> Work instruction:
Starting at the line that holds "Where can you spot the brown", quote every line through the end of the records, both boundary lines included. Omit the pictures.

> Data extract:
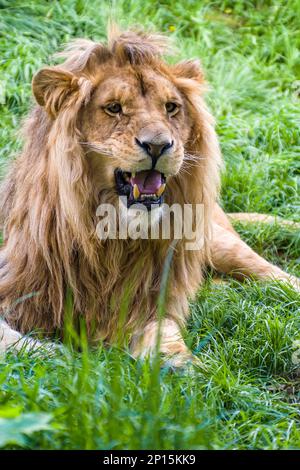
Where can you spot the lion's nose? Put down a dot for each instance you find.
(154, 149)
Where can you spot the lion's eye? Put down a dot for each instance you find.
(113, 108)
(171, 108)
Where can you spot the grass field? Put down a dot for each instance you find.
(249, 396)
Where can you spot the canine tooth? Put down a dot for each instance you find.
(136, 191)
(160, 190)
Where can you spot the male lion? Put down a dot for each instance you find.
(113, 120)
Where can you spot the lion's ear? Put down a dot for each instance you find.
(51, 86)
(189, 69)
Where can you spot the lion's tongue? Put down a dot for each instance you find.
(148, 182)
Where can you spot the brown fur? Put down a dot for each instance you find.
(49, 199)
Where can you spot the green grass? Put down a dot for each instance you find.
(248, 397)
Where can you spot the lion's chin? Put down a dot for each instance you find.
(145, 188)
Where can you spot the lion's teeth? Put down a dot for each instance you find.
(136, 191)
(160, 190)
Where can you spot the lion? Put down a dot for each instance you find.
(114, 120)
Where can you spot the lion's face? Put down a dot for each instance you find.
(135, 127)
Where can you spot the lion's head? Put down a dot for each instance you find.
(138, 120)
(113, 119)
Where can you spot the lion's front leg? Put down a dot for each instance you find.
(233, 256)
(166, 336)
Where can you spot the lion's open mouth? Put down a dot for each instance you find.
(144, 187)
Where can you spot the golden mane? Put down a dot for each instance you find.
(48, 206)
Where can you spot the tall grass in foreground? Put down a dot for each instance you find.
(248, 396)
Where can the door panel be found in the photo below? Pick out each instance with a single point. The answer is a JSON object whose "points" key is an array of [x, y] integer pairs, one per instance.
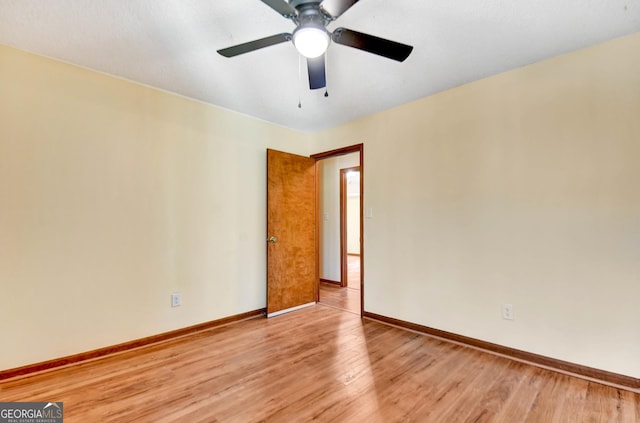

> Finished task:
Where can you spot the brown fur? Put down a dot for each instance you find.
(49, 199)
Where can you spot the green grass? Put down a dot for each instance you find.
(248, 397)
Where can you spot the lion's chin? Put down a dot for each instance you find.
(145, 188)
Where can you spot the lion's teeth? Put down a dot for each instance you find.
(136, 191)
(160, 190)
Where can you spot the lion? Put down a dot for each instance you find.
(114, 120)
Where can you spot the lion's face? Put down a dot for each instance you find.
(135, 127)
Where can you spot the lion's head? Put down a dot for each instance you find.
(138, 120)
(113, 119)
Where can you spot the lion's front leg? Put down a dot for each instance you find.
(233, 256)
(166, 336)
Where can you spot the lion's open mouth? Put down a dot for each instance you find.
(144, 187)
Where can you spot the golden mane? Put down a dot for each instance you find.
(48, 206)
Where can you spot the tall grass in foreground? Put down a dot for each instance you find.
(248, 396)
Where can the door panel be found in the photo below? Pick out each instance with a single point. The answer is a JSON object whose "points" key is an array of [x, y] integer pairs, one per instance.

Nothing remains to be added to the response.